What is being asked: List every distinct username that heads a post in the movie discussion thread below, naming each once.

# The Fantastic Mr. Fox



## Taren Fox (Feb 3, 2010)

I just saw the Fantastic Mr. Fox and enjoyed it. I went in knowing it would be awesome because Wes Anderson was directing it. I credit Anderson as my biggest inspiration as a filmmaker.

Anyway, I thought it was a great film. Jason Schwartzman's character (Ash) was very cute and relateable. The whole cast was awesome. Bill Murry and George Clooney were great.

Did anyone else catch this great film?


----------



## Sauvignon (Feb 3, 2010)

I think it was the best film of the year.


----------



## Taren Fox (Feb 3, 2010)

Sauvignon said:


> I think it was the best film of the year.


Agreed. Plus look, Wes Anderson put a hidden phallus in the movie. Look at the top left of the screenshot, above the beaver. No joke.
http://www.imdb.com/media/rm137660672/tt0432283


----------



## Sauvignon (Feb 3, 2010)

Taren Fox said:


> Agreed. Plus look, Wes Anderson put a hidden phallus in the movie. Look at the top left of the screenshot, above the beaver. No joke.
> http://www.imdb.com/media/rm137660672/tt0432283




Oh, c'mon, that's a root... or... a... penis.


----------



## Taren Fox (Feb 3, 2010)

Penis... above the... beaver.

Anyway, the soundtrack was really good. Rolling Stones, the Beach Boys, and Jarvis Cocker. The score was awesome too. Very quirky stuff.

I love Anderson's films.


----------



## Stawks (Feb 3, 2010)

You cussin' with me?


----------



## Taren Fox (Feb 3, 2010)

I was actually really saddened by Rat's death scene. He seemed like a slimy character, but in reality he was just an alcoholic.

I guess the moral of the story is that you have to accept who you really are, and not what you think or want yourself to be.


----------



## Icen (Feb 3, 2010)

*Flips a bitch*

*REEEEEEEEAD THE BOOOOOOOOOOOOOK*


----------



## Sauvignon (Feb 3, 2010)

Icen said:


> *Flips a bitch*
> 
> *REEEEEEEEAD THE BOOOOOOOOOOOOOK*



naw

it would ruin the movie


----------



## Taren Fox (Feb 3, 2010)

Icen said:


> *Flips a bitch*
> 
> *REEEEEEEEAD THE BOOOOOOOOOOOOOK*


The only reason I was even interested was because Wes Anderson directed it. I'm not really interested in the book, personally.


----------



## KirbyCowFox (Feb 3, 2010)

News just came out that it's been nominated for best animated film of the year.  I haven't seen it sadly, but my money's still on either Princess and the Frog, Coraline or Up.


----------



## Katty McSnowcat (Feb 3, 2010)

Best film he's done yet. :x   Then again, I'm a bit of a silly fan. I still defend the idea that Darjeeling Limited was okay. X3


----------



## furatail (Feb 3, 2010)

Data supplied:
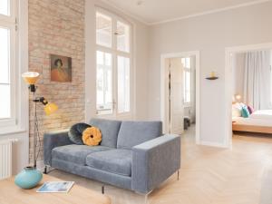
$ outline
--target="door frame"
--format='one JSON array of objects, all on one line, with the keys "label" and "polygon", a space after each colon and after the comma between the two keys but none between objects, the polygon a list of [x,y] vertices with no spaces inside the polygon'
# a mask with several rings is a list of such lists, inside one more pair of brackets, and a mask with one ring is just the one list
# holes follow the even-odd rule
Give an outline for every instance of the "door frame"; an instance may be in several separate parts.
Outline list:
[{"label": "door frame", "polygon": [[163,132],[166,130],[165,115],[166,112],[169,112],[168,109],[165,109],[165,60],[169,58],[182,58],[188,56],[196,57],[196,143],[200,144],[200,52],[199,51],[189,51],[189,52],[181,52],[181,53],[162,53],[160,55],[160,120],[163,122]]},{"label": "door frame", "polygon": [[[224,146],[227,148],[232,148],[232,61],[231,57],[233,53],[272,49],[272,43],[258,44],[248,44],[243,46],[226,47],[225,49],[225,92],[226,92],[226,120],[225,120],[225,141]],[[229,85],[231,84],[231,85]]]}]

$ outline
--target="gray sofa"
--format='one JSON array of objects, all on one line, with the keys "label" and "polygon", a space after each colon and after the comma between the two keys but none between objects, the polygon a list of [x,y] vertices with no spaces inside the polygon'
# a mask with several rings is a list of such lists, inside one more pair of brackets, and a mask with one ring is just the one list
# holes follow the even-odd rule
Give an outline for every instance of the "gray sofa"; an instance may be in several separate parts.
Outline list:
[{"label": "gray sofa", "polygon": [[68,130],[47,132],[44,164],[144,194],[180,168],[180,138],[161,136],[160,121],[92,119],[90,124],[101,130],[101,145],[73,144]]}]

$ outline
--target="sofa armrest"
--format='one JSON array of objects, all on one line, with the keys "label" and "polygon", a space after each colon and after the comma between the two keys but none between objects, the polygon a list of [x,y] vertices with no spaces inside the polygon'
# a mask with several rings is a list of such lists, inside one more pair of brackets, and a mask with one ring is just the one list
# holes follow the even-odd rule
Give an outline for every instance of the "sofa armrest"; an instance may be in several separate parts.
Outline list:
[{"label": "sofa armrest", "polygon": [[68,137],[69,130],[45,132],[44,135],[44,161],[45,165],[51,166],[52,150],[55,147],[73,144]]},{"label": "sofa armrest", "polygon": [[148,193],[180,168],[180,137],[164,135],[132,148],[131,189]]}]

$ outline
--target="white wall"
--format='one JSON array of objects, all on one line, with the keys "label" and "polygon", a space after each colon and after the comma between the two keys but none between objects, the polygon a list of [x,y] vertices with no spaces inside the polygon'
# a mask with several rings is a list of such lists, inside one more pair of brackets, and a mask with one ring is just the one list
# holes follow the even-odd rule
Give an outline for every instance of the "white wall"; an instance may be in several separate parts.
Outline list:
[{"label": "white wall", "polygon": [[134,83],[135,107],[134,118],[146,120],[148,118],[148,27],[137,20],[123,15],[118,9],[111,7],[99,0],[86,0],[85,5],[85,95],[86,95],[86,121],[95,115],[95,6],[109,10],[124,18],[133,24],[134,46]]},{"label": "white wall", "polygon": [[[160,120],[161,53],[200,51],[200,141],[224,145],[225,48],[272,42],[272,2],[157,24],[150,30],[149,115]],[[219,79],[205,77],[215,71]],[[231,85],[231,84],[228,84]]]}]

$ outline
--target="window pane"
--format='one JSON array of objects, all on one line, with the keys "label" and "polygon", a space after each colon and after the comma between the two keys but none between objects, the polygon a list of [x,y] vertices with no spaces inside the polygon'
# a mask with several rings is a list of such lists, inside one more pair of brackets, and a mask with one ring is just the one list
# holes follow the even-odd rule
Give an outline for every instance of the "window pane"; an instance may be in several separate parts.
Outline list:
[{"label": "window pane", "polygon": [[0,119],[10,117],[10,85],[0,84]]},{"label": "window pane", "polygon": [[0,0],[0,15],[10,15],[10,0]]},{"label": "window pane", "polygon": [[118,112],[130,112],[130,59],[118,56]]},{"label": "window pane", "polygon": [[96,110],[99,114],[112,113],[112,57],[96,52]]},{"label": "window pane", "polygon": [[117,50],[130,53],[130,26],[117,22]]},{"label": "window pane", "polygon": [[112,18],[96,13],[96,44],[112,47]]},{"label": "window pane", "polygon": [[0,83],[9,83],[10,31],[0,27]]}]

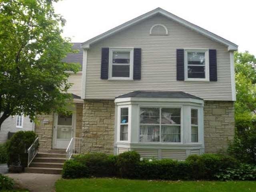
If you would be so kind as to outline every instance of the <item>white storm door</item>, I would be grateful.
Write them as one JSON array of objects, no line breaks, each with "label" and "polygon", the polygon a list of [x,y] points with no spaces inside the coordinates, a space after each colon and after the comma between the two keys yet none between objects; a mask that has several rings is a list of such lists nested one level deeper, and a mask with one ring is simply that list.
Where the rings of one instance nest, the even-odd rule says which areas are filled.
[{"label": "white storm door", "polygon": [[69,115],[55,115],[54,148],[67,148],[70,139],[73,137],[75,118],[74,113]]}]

* * *

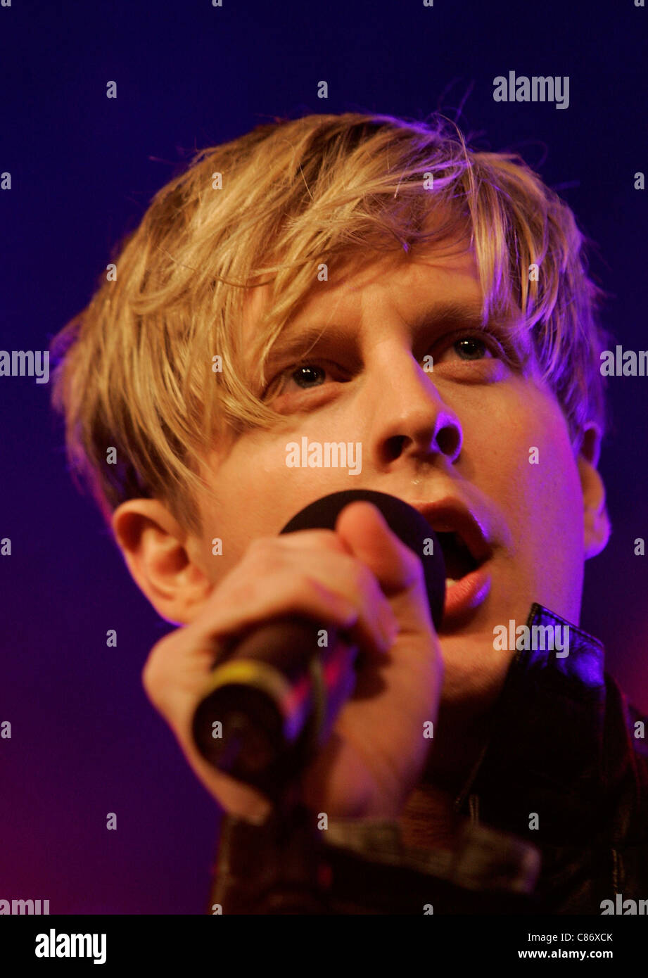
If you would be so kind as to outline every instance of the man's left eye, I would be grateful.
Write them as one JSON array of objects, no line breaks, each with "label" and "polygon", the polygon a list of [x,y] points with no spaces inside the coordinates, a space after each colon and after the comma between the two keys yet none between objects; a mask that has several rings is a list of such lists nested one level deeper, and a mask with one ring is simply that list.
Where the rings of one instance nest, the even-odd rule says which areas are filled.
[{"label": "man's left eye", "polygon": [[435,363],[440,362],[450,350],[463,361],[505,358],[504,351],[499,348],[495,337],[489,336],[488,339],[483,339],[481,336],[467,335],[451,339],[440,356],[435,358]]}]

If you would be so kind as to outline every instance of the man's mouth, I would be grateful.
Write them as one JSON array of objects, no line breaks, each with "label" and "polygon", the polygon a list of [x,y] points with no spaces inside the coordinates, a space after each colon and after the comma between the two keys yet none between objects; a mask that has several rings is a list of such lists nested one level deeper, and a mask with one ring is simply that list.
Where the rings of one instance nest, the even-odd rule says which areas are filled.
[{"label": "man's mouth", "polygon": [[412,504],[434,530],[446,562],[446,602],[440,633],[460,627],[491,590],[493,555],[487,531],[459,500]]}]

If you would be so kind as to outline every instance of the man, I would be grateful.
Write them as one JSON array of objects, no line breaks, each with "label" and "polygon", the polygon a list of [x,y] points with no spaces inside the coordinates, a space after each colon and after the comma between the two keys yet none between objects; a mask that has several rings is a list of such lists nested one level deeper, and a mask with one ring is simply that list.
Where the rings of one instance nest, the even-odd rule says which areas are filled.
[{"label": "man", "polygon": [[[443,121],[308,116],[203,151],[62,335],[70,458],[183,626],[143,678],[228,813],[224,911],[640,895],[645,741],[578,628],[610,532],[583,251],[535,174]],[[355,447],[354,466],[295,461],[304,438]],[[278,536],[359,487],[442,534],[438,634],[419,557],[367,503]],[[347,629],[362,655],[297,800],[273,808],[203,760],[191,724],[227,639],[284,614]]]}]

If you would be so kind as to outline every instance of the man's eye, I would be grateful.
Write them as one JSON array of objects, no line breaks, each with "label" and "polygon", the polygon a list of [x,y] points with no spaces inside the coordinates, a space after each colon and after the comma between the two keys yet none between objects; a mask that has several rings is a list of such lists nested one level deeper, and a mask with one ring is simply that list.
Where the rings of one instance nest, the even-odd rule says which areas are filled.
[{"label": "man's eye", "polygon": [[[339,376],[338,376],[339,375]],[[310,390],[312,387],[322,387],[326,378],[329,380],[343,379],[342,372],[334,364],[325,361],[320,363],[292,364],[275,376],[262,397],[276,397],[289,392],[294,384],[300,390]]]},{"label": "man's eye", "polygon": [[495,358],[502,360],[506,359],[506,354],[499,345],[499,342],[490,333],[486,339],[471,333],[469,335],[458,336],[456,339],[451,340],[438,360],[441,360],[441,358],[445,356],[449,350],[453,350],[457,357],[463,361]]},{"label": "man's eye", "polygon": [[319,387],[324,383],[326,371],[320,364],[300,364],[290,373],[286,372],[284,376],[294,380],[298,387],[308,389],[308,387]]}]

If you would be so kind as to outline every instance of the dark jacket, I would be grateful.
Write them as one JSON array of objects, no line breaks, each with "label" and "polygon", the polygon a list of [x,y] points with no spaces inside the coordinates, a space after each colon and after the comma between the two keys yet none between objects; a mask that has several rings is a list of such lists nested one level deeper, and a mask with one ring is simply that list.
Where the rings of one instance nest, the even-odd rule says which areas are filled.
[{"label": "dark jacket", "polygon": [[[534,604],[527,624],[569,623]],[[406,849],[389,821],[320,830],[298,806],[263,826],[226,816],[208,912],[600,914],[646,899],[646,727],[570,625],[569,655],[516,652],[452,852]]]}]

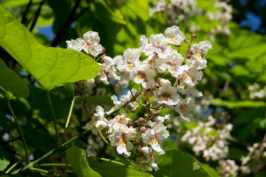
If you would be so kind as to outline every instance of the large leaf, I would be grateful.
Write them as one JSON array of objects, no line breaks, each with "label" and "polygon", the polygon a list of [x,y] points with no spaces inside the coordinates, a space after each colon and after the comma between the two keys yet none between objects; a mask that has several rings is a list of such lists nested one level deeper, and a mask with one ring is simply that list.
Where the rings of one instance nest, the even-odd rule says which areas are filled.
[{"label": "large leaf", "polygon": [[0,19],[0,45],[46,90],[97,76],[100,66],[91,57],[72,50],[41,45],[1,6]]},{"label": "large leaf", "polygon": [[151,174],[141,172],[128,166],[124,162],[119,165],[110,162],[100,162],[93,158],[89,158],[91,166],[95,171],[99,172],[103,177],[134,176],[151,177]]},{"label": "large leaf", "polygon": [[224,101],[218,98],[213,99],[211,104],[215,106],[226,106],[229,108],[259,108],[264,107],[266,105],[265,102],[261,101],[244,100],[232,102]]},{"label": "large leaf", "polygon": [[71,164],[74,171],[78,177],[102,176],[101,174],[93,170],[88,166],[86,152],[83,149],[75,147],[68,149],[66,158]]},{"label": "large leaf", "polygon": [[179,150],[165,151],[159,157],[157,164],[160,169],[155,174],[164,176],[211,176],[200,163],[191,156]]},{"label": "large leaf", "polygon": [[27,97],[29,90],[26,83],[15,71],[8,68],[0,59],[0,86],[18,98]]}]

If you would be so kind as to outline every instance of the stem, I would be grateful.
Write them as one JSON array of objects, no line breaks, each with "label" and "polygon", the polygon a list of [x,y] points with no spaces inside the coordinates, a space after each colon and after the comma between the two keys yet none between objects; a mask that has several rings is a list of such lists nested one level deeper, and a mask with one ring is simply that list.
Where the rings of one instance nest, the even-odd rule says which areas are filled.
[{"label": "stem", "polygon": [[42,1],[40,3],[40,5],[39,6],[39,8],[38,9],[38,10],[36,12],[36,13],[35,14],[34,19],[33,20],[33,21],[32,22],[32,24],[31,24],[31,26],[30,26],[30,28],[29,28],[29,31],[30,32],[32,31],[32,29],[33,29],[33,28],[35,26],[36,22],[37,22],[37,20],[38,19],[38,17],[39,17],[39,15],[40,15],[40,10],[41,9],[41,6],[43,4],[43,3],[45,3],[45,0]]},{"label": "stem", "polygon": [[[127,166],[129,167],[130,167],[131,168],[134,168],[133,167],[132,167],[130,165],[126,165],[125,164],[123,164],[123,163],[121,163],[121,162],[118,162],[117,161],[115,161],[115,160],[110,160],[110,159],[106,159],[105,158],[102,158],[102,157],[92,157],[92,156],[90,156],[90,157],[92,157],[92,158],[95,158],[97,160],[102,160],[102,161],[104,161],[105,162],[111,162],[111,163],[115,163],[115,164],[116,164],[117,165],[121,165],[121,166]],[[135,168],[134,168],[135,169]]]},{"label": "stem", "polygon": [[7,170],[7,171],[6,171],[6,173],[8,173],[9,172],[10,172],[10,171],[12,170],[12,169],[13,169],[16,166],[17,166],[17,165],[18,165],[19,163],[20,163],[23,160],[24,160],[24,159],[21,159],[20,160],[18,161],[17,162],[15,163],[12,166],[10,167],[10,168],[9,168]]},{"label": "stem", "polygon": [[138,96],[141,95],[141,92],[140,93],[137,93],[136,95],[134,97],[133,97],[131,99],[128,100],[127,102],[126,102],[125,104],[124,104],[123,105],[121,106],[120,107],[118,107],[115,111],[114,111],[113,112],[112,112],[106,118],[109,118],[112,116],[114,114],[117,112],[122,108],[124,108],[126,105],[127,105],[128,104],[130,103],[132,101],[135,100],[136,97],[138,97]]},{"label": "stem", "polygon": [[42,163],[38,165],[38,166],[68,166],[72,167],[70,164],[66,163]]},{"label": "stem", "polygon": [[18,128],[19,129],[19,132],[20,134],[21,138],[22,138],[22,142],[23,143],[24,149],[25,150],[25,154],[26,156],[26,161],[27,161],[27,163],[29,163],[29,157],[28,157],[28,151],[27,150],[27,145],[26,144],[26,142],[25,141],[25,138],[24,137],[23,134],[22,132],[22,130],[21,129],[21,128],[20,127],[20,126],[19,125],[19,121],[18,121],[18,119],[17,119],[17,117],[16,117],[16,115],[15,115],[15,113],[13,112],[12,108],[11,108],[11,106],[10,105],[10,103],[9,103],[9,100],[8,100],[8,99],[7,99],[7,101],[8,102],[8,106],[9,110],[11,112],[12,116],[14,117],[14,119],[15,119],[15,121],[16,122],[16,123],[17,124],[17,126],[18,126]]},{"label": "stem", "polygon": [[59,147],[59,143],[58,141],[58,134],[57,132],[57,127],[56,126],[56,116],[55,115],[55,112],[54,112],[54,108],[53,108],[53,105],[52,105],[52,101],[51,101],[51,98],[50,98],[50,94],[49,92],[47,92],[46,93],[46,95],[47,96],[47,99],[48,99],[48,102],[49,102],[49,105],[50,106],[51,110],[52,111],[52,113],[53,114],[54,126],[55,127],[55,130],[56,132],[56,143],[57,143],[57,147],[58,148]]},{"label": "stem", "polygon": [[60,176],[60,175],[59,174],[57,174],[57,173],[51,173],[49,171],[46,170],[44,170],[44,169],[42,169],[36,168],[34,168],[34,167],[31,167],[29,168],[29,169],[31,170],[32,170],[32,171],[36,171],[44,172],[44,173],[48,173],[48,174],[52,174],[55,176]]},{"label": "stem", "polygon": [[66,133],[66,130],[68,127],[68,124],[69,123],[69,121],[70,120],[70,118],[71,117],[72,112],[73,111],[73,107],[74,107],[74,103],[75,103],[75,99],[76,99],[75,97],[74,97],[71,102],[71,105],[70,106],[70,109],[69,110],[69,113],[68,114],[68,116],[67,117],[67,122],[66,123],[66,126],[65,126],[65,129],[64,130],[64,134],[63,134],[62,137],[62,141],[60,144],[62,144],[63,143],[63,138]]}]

==

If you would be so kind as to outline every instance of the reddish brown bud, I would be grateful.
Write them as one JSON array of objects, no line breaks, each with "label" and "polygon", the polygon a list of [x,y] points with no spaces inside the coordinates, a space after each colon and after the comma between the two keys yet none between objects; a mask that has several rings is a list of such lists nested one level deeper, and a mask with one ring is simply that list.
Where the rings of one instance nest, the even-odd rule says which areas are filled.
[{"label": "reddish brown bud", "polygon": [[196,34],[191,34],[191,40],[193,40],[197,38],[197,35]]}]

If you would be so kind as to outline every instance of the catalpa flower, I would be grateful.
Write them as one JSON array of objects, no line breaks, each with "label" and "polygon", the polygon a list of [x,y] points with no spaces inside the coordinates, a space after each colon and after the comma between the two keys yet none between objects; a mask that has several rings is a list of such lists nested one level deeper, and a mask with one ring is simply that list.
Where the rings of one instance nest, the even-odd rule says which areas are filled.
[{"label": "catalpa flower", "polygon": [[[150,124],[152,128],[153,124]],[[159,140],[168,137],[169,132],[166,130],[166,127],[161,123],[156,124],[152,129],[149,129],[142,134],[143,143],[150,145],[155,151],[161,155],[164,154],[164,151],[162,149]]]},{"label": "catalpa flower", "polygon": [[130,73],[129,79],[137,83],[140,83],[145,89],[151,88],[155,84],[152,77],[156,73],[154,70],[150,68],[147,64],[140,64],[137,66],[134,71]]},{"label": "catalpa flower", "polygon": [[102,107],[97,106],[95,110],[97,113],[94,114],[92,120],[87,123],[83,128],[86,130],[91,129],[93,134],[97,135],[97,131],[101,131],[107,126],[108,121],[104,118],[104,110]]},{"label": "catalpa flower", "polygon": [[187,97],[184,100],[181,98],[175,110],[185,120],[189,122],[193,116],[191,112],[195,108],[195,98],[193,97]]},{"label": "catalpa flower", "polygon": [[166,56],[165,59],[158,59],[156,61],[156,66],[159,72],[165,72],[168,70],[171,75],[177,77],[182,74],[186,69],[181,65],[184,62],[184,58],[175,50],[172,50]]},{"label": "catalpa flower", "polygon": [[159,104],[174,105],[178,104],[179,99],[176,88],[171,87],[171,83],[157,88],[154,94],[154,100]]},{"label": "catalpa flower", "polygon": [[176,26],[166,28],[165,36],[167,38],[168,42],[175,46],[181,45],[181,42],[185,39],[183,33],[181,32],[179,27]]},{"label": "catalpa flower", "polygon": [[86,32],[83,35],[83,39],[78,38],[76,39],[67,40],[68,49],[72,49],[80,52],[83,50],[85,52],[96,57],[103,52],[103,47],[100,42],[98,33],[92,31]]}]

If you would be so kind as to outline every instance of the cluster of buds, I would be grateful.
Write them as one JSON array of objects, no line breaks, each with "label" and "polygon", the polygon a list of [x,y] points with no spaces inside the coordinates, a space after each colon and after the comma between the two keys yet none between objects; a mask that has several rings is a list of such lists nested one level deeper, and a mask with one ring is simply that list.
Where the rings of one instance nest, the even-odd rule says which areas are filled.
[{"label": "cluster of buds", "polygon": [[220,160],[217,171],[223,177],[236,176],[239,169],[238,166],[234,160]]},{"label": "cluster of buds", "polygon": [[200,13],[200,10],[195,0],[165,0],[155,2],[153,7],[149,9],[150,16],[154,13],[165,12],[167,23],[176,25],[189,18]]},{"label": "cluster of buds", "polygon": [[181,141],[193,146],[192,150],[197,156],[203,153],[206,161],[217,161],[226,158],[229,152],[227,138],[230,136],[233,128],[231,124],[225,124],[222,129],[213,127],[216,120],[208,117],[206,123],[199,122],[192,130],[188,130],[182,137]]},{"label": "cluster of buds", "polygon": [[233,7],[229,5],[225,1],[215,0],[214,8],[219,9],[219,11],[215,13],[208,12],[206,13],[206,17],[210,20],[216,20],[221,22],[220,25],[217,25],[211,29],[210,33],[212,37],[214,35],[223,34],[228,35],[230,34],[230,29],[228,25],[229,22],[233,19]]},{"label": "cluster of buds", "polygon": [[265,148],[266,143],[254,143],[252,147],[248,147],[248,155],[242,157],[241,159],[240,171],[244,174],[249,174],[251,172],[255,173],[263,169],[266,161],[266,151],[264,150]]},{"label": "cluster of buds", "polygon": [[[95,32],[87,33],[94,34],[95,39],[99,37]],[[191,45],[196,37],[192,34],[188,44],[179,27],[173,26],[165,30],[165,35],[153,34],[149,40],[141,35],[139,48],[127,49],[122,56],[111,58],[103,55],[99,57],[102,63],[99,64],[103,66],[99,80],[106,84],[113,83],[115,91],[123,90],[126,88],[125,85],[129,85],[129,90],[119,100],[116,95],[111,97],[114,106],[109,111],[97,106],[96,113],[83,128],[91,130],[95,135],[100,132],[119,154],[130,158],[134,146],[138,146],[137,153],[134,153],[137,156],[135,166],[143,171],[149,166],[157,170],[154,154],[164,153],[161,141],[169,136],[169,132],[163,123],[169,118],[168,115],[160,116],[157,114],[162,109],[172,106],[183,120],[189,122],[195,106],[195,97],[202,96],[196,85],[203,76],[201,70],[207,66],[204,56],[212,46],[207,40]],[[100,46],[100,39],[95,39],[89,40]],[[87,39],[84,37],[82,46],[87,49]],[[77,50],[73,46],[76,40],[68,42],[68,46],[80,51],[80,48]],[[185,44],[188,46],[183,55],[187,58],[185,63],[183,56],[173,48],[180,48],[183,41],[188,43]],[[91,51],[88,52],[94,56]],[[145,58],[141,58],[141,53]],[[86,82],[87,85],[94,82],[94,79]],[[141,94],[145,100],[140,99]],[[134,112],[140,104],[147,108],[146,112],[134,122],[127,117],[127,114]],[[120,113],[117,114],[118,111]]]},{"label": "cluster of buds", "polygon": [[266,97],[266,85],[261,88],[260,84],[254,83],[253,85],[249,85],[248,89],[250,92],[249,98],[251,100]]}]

Task output: Taren Fox, Sauvignon, Stawks, Icen, KirbyCowFox, Katty McSnowcat, furatail